▶ **WHAT THE EXERCISE ASKS**:
In the records that follow, find each line with the word "instance" and copy it.

▶ **THE INPUT**:
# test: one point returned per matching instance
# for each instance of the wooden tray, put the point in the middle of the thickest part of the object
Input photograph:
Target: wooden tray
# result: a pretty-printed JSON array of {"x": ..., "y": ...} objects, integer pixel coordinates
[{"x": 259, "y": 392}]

▶ **TASK ANSWER**:
# test: one point returned per matching instance
# for each instance of the wooden tray, put the point in the middle of the thickest part of the object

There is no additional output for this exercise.